◆ PROBLEM: Type the entries again, word for word.

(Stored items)
###
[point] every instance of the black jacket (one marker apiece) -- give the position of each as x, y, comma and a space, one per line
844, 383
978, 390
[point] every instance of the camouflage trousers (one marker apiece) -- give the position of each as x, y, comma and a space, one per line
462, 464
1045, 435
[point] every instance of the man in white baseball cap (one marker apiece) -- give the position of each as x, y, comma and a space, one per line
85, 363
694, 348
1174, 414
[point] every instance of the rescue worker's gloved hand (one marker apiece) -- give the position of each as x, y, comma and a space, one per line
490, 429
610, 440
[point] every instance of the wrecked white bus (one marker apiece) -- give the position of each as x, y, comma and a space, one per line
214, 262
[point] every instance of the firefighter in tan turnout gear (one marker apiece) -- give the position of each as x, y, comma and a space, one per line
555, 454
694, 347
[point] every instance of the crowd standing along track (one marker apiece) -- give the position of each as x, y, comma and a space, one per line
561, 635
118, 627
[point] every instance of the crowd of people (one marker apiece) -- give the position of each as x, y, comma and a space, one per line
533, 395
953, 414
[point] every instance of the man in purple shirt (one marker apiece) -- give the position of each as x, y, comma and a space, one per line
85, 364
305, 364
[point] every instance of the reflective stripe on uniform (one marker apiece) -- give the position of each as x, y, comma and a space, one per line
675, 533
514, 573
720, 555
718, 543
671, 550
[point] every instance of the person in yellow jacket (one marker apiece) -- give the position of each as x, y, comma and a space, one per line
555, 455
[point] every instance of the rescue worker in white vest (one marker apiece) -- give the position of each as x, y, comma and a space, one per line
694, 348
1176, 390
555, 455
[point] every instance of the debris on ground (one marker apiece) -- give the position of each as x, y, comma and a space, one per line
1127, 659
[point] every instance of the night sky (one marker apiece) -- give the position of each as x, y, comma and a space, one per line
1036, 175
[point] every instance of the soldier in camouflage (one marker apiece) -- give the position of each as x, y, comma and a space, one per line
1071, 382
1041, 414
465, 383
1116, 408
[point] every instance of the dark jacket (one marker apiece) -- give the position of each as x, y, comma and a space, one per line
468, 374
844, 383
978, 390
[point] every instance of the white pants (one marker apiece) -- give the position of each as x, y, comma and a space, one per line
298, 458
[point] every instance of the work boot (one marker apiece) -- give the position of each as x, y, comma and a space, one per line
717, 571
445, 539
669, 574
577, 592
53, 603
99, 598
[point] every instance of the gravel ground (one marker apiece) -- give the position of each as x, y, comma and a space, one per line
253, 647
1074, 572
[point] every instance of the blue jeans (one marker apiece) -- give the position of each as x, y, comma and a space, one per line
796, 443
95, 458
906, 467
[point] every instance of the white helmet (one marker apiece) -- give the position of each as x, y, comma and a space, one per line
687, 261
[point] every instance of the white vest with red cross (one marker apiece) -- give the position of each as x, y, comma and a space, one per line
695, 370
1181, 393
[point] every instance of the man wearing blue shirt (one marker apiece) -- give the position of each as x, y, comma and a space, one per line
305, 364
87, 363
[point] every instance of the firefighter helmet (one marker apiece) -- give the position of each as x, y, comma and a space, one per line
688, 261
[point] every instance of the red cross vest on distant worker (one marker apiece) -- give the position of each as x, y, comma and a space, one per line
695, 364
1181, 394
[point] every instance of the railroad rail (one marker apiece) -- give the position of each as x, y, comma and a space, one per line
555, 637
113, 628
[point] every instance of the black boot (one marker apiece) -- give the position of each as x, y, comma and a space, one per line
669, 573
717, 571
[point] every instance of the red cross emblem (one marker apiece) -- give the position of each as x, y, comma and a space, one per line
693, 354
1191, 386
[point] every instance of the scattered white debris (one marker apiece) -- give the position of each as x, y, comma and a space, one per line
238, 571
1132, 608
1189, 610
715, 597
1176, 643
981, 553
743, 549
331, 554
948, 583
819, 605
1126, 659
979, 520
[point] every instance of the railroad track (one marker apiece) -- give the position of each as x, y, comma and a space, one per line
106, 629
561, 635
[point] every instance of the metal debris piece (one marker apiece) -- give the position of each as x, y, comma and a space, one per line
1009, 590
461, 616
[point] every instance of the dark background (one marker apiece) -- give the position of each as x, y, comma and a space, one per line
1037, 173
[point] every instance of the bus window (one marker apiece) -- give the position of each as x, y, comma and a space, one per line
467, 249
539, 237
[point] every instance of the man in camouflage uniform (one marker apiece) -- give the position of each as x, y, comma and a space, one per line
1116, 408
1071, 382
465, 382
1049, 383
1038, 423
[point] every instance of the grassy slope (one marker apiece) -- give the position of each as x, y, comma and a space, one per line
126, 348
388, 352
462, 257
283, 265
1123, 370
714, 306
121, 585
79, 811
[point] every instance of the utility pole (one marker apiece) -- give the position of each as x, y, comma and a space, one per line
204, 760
###
◆ TASK ANSWER:
[point] every instance of the black jacket (one marker apiece) -- give the position of each as x, y, comma and a space, one per line
844, 383
978, 390
[point] every instance of the camouflage trousers (one marker apiece) -- give the position of each as x, y, comma and a space, one per line
462, 464
1045, 435
[point] every instance of the man in white baseball cap (one marker apiece) -- give the position of each as x, y, comma and a space, one per line
85, 363
694, 348
1174, 414
[point] every instance of the rescue worker's gloved hand (one marker apiece) -- give the position of each as x, y, comma and a space, one per line
490, 429
610, 440
[point] every instance of the wrecked white bus (one marker apiece) -- give the position of each as x, y, comma and a space, one per line
214, 262
[point] every instance of the firefighter in tan turnout gear (one marker apiece) -- give the position of each as x, y, comma and a space, one per line
555, 454
694, 347
[point] every instance of the crowd standing along track (one marker apiece) -- give the position of each as x, y, comma and a space, one per line
561, 635
118, 627
[point] every instance of the crowd of people (one marker apiece) -- give the position of each as x, y, comma and a space, one per line
533, 395
953, 414
[point] every instance of the man in purple shirt (one marker apiece) -- give the position of each as x, y, comma and a space, one per line
85, 364
305, 364
[point] every instance of the reflective stripe on uniform (one marker apiece) -- give the position of each as x, y, comma and a space, one per line
675, 533
514, 573
720, 555
718, 543
671, 550
[point] every instance of the person in yellow jacket (one marker apiece) -- give the position of each as x, y, comma and a space, one per line
555, 455
[point] every instance of the rescue worker in white vest (one marker apiece) -- give the position of each as x, y, comma and a space, one per line
694, 348
1176, 390
555, 455
[point] every instance of the debris on ground (one marker apiece) -- give the position of each as x, y, comma and a space, one per line
1127, 659
[point] every instance of the night sky (one marker apiece) -- give the position of each as x, y, comma and a space, one per line
1036, 175
[point] every instance of the soldier in camouflage (one marker apiece) -- give the position of each as x, y, comma and a space, one per line
1071, 382
1041, 414
465, 383
1116, 408
[point] every instance of the dark jacket (one marker apiece) -- give the position of each as x, y, comma and a space, one per line
468, 374
844, 383
978, 390
[point] every instance of the white pants (one marker apiece) -- give the position of each as x, y, comma and a space, one per line
298, 458
[point] every instance of the work boot (one marker apiece) -- give the position of each as x, y, comma and a space, one per line
717, 571
445, 539
669, 574
577, 592
53, 603
99, 598
[point] every instance of the gravel ground (one marker apiece) -- give the position of each as x, y, comma and a space, one per line
253, 647
1074, 572
[point] every instance of the blue jeans (one marker apiece) -- give the position of each as x, y, comma and a space, one per line
796, 443
95, 458
906, 467
[point] every instance of the white helmet (one marker apiece) -- give the position of each as x, y, comma and a space, one per line
687, 261
[point] every instance of the white vest with red cross (one marker apiece) -- give the position of each as x, y, comma and a space, one per line
695, 370
1181, 393
[point] every instance of the man wearing blue shirt (one marker apiece) -- give the position of each as x, y, comma and a space, one per line
305, 364
87, 363
[point] every instance of the firefighter helmet (one marker apiece) -- give the position of each as x, y, comma and a space, one per line
688, 261
[point] every instance of the red cross vest on distant worker (one marker apiece) -- give the position of each as x, y, comma and a space, one per line
695, 364
1181, 394
[point] every instance of the railroad rail (one marker apiece) -- give the position of each as x, y, comma and a space, one per line
555, 637
113, 628
[point] every instance of the black boot (one marker apiece) -- give the position of each as x, y, comma and a space, one per line
669, 573
717, 571
[point] every instance of the red cross emblem (one marker apiece) -- give the position of each as x, y, comma and a space, one per line
693, 354
1191, 386
[point] every instance of the scattered white debris (one marker apiece) -- give the position of each as x, y, comma and a space, one per line
238, 571
1132, 608
1189, 610
715, 597
1176, 643
981, 553
743, 549
331, 554
948, 583
819, 605
1126, 659
979, 520
[point] every instance of the railroad track (one marker apiece) -- give the position of each as x, y, comma and a space, one per line
106, 629
561, 635
[point] every instance of the metal debris piece (one marker apiece) -- give the position of each as x, y, comma and a space, one per line
1009, 590
461, 616
[point] every instance of the dark background (one marker apiece) -- give the position of each as x, y, comma and a space, one per line
1037, 173
[point] every instance of the bus window (one marker apiece) -- give the position of each as x, y, comma and a space, one per line
467, 249
539, 237
[point] every instance of the man in camouflage uniform (one marker apiece) -- give the position of each as x, y, comma and a space, one per line
1116, 408
1071, 382
465, 382
1049, 383
1038, 423
[point] every instance of the grassy slope (one marker apiece) -- give the position of each as x, y, comma and a space, one per line
126, 348
388, 352
462, 257
283, 265
1123, 370
714, 306
121, 585
79, 811
[point] every instance of the utility pole (one marker apiece) -- give the position of each as x, y, comma and a space, one per line
204, 760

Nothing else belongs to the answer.